** Opening Record excerpts block **
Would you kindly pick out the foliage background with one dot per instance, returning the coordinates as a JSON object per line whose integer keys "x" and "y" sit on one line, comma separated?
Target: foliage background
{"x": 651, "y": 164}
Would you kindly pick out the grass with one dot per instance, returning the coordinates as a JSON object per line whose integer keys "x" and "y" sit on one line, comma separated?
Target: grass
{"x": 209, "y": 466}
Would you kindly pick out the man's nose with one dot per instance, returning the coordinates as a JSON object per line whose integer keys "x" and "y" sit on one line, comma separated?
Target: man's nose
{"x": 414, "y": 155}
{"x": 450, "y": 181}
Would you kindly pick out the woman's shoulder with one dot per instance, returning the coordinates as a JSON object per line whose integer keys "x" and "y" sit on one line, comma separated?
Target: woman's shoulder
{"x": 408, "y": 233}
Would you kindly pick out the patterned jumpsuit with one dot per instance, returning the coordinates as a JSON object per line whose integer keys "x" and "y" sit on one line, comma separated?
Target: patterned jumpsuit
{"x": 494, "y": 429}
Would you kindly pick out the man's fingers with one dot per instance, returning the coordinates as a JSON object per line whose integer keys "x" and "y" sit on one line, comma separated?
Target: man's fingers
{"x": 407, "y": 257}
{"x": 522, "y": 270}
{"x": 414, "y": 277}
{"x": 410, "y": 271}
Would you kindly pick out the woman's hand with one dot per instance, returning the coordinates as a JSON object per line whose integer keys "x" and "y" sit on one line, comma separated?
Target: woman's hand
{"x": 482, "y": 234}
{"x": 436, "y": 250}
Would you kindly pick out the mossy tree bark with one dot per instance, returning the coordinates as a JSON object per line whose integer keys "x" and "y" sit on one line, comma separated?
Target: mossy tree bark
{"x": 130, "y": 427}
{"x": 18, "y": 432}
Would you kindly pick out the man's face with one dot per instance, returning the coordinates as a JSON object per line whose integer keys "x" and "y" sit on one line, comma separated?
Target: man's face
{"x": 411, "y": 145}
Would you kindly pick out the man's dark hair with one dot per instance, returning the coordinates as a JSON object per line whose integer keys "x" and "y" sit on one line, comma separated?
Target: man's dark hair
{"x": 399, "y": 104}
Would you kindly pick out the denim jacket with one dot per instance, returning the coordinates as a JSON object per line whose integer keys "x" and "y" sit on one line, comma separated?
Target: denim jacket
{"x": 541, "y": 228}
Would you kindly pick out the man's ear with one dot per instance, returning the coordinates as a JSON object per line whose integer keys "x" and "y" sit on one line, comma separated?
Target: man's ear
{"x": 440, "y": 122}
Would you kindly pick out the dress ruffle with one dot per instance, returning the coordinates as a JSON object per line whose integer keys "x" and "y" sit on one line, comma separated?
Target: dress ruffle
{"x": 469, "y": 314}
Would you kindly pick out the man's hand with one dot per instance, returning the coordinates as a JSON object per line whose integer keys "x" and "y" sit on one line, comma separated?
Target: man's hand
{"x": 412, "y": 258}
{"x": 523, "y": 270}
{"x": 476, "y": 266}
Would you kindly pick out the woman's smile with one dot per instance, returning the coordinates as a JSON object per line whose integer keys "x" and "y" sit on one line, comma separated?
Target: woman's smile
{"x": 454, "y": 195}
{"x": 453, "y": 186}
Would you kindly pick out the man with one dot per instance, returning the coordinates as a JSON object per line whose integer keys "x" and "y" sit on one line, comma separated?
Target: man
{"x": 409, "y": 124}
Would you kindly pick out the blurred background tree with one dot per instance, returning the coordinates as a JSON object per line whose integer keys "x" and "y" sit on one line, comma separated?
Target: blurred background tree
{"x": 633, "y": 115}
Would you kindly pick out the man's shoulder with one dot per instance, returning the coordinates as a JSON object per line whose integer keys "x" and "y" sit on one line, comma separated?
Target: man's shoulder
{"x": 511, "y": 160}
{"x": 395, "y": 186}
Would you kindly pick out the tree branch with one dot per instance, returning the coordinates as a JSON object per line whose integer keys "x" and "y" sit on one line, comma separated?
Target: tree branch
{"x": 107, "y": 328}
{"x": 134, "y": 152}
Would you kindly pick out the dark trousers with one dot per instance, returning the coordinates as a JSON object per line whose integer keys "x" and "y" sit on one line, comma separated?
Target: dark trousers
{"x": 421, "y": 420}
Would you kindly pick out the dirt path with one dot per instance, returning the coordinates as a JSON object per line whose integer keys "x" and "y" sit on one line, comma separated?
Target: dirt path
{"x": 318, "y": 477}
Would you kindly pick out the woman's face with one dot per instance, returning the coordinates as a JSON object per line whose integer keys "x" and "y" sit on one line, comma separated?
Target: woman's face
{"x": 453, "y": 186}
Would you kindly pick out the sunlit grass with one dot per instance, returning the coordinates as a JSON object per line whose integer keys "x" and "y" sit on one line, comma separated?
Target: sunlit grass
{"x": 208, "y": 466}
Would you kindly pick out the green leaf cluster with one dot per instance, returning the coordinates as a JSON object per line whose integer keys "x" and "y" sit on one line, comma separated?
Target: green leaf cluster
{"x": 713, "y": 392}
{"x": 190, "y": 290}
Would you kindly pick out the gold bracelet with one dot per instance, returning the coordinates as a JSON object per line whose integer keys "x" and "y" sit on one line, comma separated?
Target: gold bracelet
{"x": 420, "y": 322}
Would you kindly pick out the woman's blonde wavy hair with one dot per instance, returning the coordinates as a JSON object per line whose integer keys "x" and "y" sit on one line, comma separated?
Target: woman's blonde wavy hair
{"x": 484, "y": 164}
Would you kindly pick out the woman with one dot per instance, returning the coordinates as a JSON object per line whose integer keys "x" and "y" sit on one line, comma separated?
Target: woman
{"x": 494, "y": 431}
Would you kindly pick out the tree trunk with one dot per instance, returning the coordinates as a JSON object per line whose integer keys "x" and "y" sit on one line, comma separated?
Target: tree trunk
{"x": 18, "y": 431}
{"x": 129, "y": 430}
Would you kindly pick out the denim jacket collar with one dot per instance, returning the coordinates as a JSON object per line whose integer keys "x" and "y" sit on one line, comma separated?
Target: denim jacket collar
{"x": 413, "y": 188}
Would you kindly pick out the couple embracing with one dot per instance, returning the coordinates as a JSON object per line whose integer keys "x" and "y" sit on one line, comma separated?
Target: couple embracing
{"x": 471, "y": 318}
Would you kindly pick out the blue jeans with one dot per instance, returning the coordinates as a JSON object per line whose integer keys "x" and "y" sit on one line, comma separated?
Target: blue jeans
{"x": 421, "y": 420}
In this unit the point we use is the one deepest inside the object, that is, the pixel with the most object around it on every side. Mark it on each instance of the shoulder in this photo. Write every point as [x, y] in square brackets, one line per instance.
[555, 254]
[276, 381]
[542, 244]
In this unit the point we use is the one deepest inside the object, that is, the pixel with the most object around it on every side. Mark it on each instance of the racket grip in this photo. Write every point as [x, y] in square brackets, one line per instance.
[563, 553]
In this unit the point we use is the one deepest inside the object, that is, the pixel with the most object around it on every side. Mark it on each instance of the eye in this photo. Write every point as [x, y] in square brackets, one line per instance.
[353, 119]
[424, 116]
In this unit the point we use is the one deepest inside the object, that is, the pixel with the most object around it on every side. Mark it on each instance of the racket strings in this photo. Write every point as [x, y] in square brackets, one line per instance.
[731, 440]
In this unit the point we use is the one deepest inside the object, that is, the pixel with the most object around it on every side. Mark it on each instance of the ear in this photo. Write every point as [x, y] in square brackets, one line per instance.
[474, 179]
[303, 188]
** Closing Record excerpts block **
Take the entries above and copy them out exactly.

# Answer for the task:
Would you kindly pick out the foliage background with one dot per instance, returning the coordinates as a JSON object per line whose integer keys "x" and "y" sit on one line, comma separated?
Target: foliage background
{"x": 651, "y": 164}
Would you kindly pick out the grass with one dot per instance, returning the coordinates as a JSON object per line whose integer keys "x" and "y" sit on one line, comma separated?
Target: grass
{"x": 209, "y": 466}
Would you kindly pick out the man's nose with one dot per instance, returning the coordinates as a JSON object per line whose integer keys "x" and "y" sit on one line, comma separated?
Target: man's nose
{"x": 414, "y": 155}
{"x": 450, "y": 181}
Would you kindly pick out the woman's shoulder with one dot per instance, returning the coordinates as a JSON object per line whose integer keys "x" and "y" sit on one line, comma separated?
Target: woman's shoulder
{"x": 408, "y": 233}
Would you kindly pick out the patterned jumpsuit with one dot per instance, returning the coordinates as a JSON object per line whose integer keys "x" and "y" sit on one line, comma separated?
Target: patterned jumpsuit
{"x": 494, "y": 429}
Would you kindly pick out the man's fingers with one dot per instance, returning the coordinates as a JSON object per line whose integer keys "x" and "y" sit on one line, comma separated?
Target: man's fingers
{"x": 407, "y": 257}
{"x": 522, "y": 270}
{"x": 414, "y": 277}
{"x": 410, "y": 271}
Would you kindly pick out the woman's hand with one dot per instance, returning the coordinates as a JSON object per line whose integer keys "x" and "y" sit on one line, comma separated?
Target: woman's hand
{"x": 482, "y": 234}
{"x": 436, "y": 250}
Would you kindly pick out the mossy tree bark with one dot per instance, returning the coordinates as a JSON object per line whose integer keys "x" and "y" sit on one line, comma separated?
Target: mossy tree bark
{"x": 130, "y": 427}
{"x": 18, "y": 432}
Would you kindly pick out the man's face with one dot per instance, returning the coordinates as a JSON object per line whose integer keys "x" and "y" sit on one line, comma separated?
Target: man's face
{"x": 411, "y": 145}
Would you kindly pick out the man's dark hair with one dot per instance, returning the coordinates as a JSON object per line whose integer keys "x" and "y" sit on one line, comma separated?
Target: man's dark hair
{"x": 399, "y": 104}
Would you kindly pick out the denim jacket with one dot per instance, returning the coordinates as a JSON object per line whose integer keys "x" and "y" sit on one line, comma separated?
Target: denim jacket
{"x": 541, "y": 228}
Would you kindly pick out the man's ear with one dot per instance, returning the coordinates as a JSON object per line whose integer keys "x" and "y" sit on one line, comma separated?
Target: man's ear
{"x": 440, "y": 122}
Would you kindly pick out the dress ruffle with one dot per instance, returning the coordinates as a JSON object per line whose integer keys "x" and "y" sit on one line, comma separated?
Target: dress ruffle
{"x": 469, "y": 314}
Would you kindly pick out the man's hand with one dot per instance, returning the coordinates as a JSON object per line whose integer keys "x" and "y" sit on one line, comma separated?
Target: man's hand
{"x": 412, "y": 258}
{"x": 523, "y": 270}
{"x": 476, "y": 266}
Would you kindly pick out the woman's smile with one dot per instance, returning the coordinates as a JSON object per line whose integer keys "x" and "y" sit on one line, comma separated?
Target: woman's smile
{"x": 454, "y": 195}
{"x": 453, "y": 186}
Would you kindly pick out the man with one dot per instance, returning the coordinates as a JSON object per line whose integer keys "x" and "y" sit on one line, comma separated?
Target: man
{"x": 409, "y": 124}
Would you kindly pick out the blurred background tree with one dot per instance, returning the coordinates as a JSON object per line whose integer keys "x" and "y" sit on one line, comma separated?
Target: blurred background tree
{"x": 633, "y": 115}
Would you kindly pick out the man's shoulder with one dot per instance, returning the coordinates as a JSON object per line whose integer keys "x" and "y" sit on one line, comma separated?
Target: man's shoulder
{"x": 511, "y": 160}
{"x": 395, "y": 186}
Would you kindly pick out the tree branch with one dot per instance, returning the coordinates as a JSON object per line whose integer keys "x" and "y" sit on one line, comma separated?
Target: tree branch
{"x": 107, "y": 328}
{"x": 134, "y": 152}
Would you kindly pick out the dark trousers with one dot per instance, returning the coordinates as a JSON object per line whose integer keys "x" and "y" sit on one line, comma separated?
Target: dark trousers
{"x": 421, "y": 420}
Would you kindly pick out the dirt path with one dot per instance, returning the coordinates as a JSON object per line whose integer keys "x" and "y" sit on one line, comma separated?
Target: dirt path
{"x": 318, "y": 477}
Would you kindly pick out the woman's face with one dot per instance, returning the coordinates as a JSON object per line whose integer keys "x" and "y" sit on one line, comma separated?
Target: woman's face
{"x": 453, "y": 186}
Would you kindly pick out the sunlit grass with one dot per instance, returning the coordinates as a JSON object per line whose integer keys "x" and "y" sit on one line, comma separated?
Target: sunlit grass
{"x": 208, "y": 466}
Would you kindly pick out the green leaf cluster with one dot per instance, returning the coordinates as a JSON object per line whose integer keys "x" and "y" sit on one line, comma separated?
Target: green leaf cluster
{"x": 713, "y": 392}
{"x": 190, "y": 290}
Would you kindly pick out the gold bracelet with one dot per instance, returning the coordinates as a JSON object per line whose integer keys "x" and "y" sit on one line, comma separated?
Target: gold bracelet
{"x": 420, "y": 322}
Would you kindly pick out the woman's blonde wavy hair with one dot per instance, returning the coordinates as a JSON object per line whose integer keys "x" and "y" sit on one line, comma separated?
Target: woman's blonde wavy hair
{"x": 484, "y": 164}
Would you kindly pick out the woman with one dot per instance, returning the coordinates as a JSON object per line whose integer keys "x" and "y" sit on one line, comma separated?
Target: woman
{"x": 494, "y": 431}
Would you kindly pick out the tree trunk with one dot per instance, returning the coordinates as a JSON object per line whose integer keys "x" and "y" sit on one line, comma separated?
Target: tree trunk
{"x": 18, "y": 431}
{"x": 129, "y": 430}
Would you kindly pick out the denim jacket collar with one dot per instance, returning the coordinates as a JSON object per line whose integer keys "x" and "y" sit on one line, comma separated?
Target: denim jacket collar
{"x": 413, "y": 188}
Would you kindly pick out the couple embracing with one dot per instance, returning the coordinates as a JSON object per line whose integer keys "x" and "y" sit on one line, comma separated?
Target: couple embracing
{"x": 471, "y": 318}
Would you kindly pick out the blue jeans with one dot per instance, returning the coordinates as a JSON object per line whose integer keys "x" and "y" sit on one line, comma separated?
Target: blue jeans
{"x": 421, "y": 420}
In this unit the point we use is the one deepest inside the object, that is, the pixel with the most object around it on every side. Mark it on each instance of the shoulder in this photo. Write every point as [x, y] in square brackets, one line per instance.
[555, 254]
[276, 381]
[542, 244]
In this unit the point we use is the one deepest inside the object, that is, the pixel with the most object around it on every side. Mark it on each instance of the racket grip in this photo. Write every point as [x, y] in square brackets, one line per instance.
[563, 553]
In this unit the point we use is the one deepest inside the object, that is, the pixel with the most object around it on every side. Mark it on each instance of the eye in this photo. Write every point as [x, y] in square brackets, one line per instance.
[353, 119]
[424, 116]
In this unit the point we use is the one deepest inside the object, that is, the pixel with the most object around it on every side. Mark it on each instance of the racket strings in this photo. Write every point as [x, y] in square brackets, one line per instance.
[731, 440]
In this unit the point we use is the one deepest inside the object, that is, the pixel with the most object around it on every side. Mark it on each instance of the ear in this photo. Write every point as [x, y] in square brackets, one line per instance.
[474, 179]
[303, 188]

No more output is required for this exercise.